++++ Given information

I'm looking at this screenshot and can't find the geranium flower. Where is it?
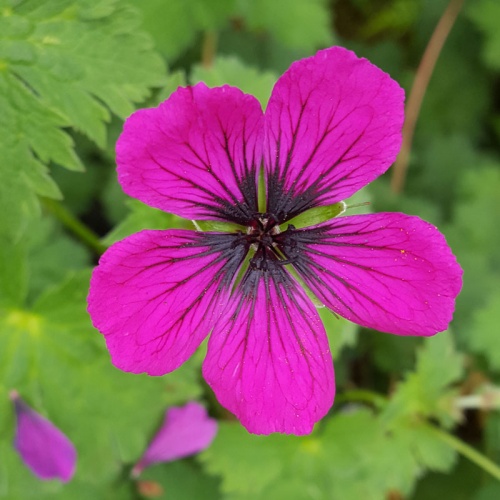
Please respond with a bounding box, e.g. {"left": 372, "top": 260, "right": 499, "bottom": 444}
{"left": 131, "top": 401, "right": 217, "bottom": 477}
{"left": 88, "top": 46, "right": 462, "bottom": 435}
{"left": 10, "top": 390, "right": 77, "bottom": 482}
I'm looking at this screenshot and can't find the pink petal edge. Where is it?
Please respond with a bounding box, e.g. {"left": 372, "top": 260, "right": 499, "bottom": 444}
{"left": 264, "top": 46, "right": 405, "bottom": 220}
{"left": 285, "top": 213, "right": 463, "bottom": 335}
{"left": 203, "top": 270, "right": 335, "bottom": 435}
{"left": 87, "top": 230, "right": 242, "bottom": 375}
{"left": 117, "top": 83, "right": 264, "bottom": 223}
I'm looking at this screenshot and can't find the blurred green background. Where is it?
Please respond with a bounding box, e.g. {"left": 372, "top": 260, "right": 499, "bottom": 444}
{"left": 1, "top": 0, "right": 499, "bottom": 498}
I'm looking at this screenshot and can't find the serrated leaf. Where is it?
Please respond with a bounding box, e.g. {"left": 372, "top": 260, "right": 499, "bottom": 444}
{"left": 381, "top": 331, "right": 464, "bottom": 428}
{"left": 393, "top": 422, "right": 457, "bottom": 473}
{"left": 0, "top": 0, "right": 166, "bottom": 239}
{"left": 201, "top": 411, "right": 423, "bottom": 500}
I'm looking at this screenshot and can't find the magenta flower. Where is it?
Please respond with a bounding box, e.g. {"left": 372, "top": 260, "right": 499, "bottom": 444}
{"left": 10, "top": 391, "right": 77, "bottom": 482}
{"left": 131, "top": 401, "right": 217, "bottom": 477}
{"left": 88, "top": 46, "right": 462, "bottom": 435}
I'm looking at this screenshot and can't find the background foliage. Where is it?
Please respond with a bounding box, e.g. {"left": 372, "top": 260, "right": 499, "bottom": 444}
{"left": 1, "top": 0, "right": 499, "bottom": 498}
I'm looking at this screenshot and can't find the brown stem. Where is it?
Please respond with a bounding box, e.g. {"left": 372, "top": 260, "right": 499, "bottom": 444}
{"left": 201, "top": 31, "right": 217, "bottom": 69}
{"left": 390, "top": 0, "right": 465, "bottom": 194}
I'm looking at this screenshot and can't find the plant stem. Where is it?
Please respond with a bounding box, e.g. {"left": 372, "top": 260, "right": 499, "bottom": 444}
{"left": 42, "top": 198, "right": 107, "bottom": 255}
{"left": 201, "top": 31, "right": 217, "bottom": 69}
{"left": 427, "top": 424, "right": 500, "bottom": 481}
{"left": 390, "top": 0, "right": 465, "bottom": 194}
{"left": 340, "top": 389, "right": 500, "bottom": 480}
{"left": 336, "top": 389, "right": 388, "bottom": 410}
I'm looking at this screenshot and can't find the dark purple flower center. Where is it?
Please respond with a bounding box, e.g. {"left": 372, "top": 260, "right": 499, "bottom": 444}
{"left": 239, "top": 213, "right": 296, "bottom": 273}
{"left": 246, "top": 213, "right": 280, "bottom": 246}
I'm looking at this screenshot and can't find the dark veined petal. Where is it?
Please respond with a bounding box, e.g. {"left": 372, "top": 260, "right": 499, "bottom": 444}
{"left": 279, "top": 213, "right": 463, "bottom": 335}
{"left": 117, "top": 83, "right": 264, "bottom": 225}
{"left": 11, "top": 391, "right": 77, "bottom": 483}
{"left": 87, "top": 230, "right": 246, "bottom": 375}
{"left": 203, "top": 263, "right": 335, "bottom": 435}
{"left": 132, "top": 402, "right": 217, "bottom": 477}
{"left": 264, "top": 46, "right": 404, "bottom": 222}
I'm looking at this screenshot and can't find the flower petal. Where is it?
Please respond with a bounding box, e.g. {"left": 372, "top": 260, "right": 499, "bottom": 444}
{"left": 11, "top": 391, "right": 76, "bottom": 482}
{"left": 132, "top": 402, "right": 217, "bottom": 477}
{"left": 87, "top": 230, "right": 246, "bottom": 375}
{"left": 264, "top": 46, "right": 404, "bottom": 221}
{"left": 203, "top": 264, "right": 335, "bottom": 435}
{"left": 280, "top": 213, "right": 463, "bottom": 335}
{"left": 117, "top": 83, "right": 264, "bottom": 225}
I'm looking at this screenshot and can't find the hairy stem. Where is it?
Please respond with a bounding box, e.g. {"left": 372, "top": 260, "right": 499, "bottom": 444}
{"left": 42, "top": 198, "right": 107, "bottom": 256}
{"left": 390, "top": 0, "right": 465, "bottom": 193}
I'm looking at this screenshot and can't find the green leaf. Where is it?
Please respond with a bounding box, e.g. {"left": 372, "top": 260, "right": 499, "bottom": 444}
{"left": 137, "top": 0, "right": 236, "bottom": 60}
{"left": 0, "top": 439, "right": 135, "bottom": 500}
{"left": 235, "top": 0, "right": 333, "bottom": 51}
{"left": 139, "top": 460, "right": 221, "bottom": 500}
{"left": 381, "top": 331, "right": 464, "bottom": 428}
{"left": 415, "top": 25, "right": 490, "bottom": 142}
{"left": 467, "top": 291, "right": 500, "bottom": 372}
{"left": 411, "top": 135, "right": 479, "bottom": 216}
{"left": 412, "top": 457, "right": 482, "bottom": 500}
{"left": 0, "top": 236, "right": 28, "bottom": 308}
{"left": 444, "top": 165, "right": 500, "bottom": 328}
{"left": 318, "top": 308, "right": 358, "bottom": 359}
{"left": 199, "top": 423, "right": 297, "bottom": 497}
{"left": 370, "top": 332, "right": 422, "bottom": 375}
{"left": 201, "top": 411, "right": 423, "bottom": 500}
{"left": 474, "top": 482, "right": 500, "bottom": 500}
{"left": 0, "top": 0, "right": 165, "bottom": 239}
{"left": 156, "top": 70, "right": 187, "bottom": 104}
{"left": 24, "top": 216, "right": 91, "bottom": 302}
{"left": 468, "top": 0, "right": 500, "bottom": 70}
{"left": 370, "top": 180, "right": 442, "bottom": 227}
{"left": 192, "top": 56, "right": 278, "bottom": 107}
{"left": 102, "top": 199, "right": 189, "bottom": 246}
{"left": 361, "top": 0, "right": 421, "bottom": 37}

++++++++

**Exercise brief:** For this step, transcribe all the material above exactly and drop the images.

**Exercise answer:**
I'm looking at this screenshot and can't find the geranium flower. Where is it?
Please respond with a bounding box, e.g. {"left": 372, "top": 260, "right": 499, "bottom": 444}
{"left": 131, "top": 401, "right": 217, "bottom": 477}
{"left": 88, "top": 46, "right": 462, "bottom": 435}
{"left": 10, "top": 390, "right": 77, "bottom": 482}
I'm looking at this screenshot and can't find the pink petal edge. Where is it?
Please respond with a bounding box, e.g. {"left": 372, "top": 260, "right": 499, "bottom": 444}
{"left": 264, "top": 46, "right": 405, "bottom": 220}
{"left": 285, "top": 213, "right": 463, "bottom": 335}
{"left": 203, "top": 270, "right": 335, "bottom": 435}
{"left": 87, "top": 230, "right": 242, "bottom": 375}
{"left": 117, "top": 83, "right": 264, "bottom": 223}
I'm looking at this screenshot and can't find the blurred green background. Where is it?
Please respond with a bounding box, e.g. {"left": 372, "top": 260, "right": 499, "bottom": 444}
{"left": 1, "top": 0, "right": 499, "bottom": 498}
I'm looking at this screenshot and can't find the serrated leaf. Where is it?
Please respond with a bounding box, e.g. {"left": 372, "top": 260, "right": 499, "bottom": 444}
{"left": 381, "top": 331, "right": 464, "bottom": 428}
{"left": 393, "top": 422, "right": 457, "bottom": 473}
{"left": 0, "top": 0, "right": 166, "bottom": 239}
{"left": 201, "top": 411, "right": 423, "bottom": 500}
I'm looking at this screenshot and can't find the magenta flower. Where is it?
Please respond with a bounding box, e.g. {"left": 372, "top": 260, "right": 499, "bottom": 444}
{"left": 10, "top": 391, "right": 77, "bottom": 482}
{"left": 131, "top": 401, "right": 217, "bottom": 477}
{"left": 88, "top": 46, "right": 462, "bottom": 435}
I'm looking at this screenshot and can't find the background foliage. Where is it?
Please respond with a bounding box, e.g. {"left": 372, "top": 260, "right": 499, "bottom": 444}
{"left": 1, "top": 0, "right": 499, "bottom": 498}
I'm looking at this screenshot and can't find the brown stem. Where is it?
Please respond with a bounding box, e.g. {"left": 372, "top": 260, "right": 499, "bottom": 444}
{"left": 201, "top": 31, "right": 217, "bottom": 69}
{"left": 390, "top": 0, "right": 465, "bottom": 194}
I'm looking at this screenshot and can't find the plant stem. Where is it?
Please respond with a bounding box, e.g. {"left": 372, "top": 260, "right": 499, "bottom": 444}
{"left": 42, "top": 198, "right": 107, "bottom": 255}
{"left": 201, "top": 31, "right": 217, "bottom": 69}
{"left": 427, "top": 424, "right": 500, "bottom": 481}
{"left": 390, "top": 0, "right": 465, "bottom": 194}
{"left": 340, "top": 389, "right": 500, "bottom": 480}
{"left": 336, "top": 389, "right": 388, "bottom": 410}
I'm looking at this screenshot and can't find the dark purple flower center. Where is it?
Please respond with a bounding box, e.g. {"left": 372, "top": 260, "right": 499, "bottom": 444}
{"left": 239, "top": 213, "right": 296, "bottom": 273}
{"left": 246, "top": 213, "right": 280, "bottom": 246}
I'm looking at this screenshot and can't find the dark veined petal. Where is it?
Please respond with a bounding box, e.g. {"left": 372, "top": 260, "right": 499, "bottom": 444}
{"left": 279, "top": 213, "right": 463, "bottom": 335}
{"left": 117, "top": 83, "right": 264, "bottom": 225}
{"left": 11, "top": 391, "right": 77, "bottom": 483}
{"left": 87, "top": 230, "right": 246, "bottom": 375}
{"left": 203, "top": 263, "right": 335, "bottom": 435}
{"left": 132, "top": 402, "right": 217, "bottom": 477}
{"left": 264, "top": 46, "right": 404, "bottom": 222}
I'm looking at this screenshot and can't find the flower petal. Where is it?
Please respond with a bounding box, e.g. {"left": 372, "top": 260, "right": 499, "bottom": 444}
{"left": 11, "top": 391, "right": 76, "bottom": 482}
{"left": 132, "top": 402, "right": 217, "bottom": 477}
{"left": 87, "top": 230, "right": 246, "bottom": 375}
{"left": 264, "top": 46, "right": 404, "bottom": 221}
{"left": 203, "top": 264, "right": 335, "bottom": 435}
{"left": 280, "top": 213, "right": 463, "bottom": 335}
{"left": 117, "top": 83, "right": 264, "bottom": 225}
I'm looking at this screenshot and can't find the hairy stem. Where is it?
Please respond with a bounding box, e.g. {"left": 372, "top": 260, "right": 499, "bottom": 444}
{"left": 42, "top": 198, "right": 107, "bottom": 256}
{"left": 390, "top": 0, "right": 465, "bottom": 193}
I'm looking at this screenshot and can't find the green leaf. Where is it?
Please respond with a bounding box, e.g. {"left": 372, "top": 260, "right": 499, "bottom": 444}
{"left": 137, "top": 0, "right": 236, "bottom": 60}
{"left": 0, "top": 439, "right": 135, "bottom": 500}
{"left": 235, "top": 0, "right": 333, "bottom": 51}
{"left": 139, "top": 460, "right": 221, "bottom": 500}
{"left": 381, "top": 331, "right": 464, "bottom": 428}
{"left": 415, "top": 25, "right": 490, "bottom": 142}
{"left": 467, "top": 291, "right": 500, "bottom": 372}
{"left": 411, "top": 135, "right": 479, "bottom": 216}
{"left": 412, "top": 457, "right": 482, "bottom": 500}
{"left": 0, "top": 236, "right": 28, "bottom": 308}
{"left": 444, "top": 165, "right": 500, "bottom": 328}
{"left": 318, "top": 308, "right": 358, "bottom": 359}
{"left": 199, "top": 423, "right": 297, "bottom": 497}
{"left": 370, "top": 332, "right": 422, "bottom": 375}
{"left": 201, "top": 411, "right": 423, "bottom": 500}
{"left": 474, "top": 482, "right": 500, "bottom": 500}
{"left": 0, "top": 0, "right": 165, "bottom": 239}
{"left": 156, "top": 70, "right": 187, "bottom": 104}
{"left": 24, "top": 216, "right": 91, "bottom": 302}
{"left": 468, "top": 0, "right": 500, "bottom": 70}
{"left": 370, "top": 180, "right": 442, "bottom": 227}
{"left": 192, "top": 56, "right": 278, "bottom": 107}
{"left": 102, "top": 199, "right": 189, "bottom": 246}
{"left": 361, "top": 0, "right": 421, "bottom": 37}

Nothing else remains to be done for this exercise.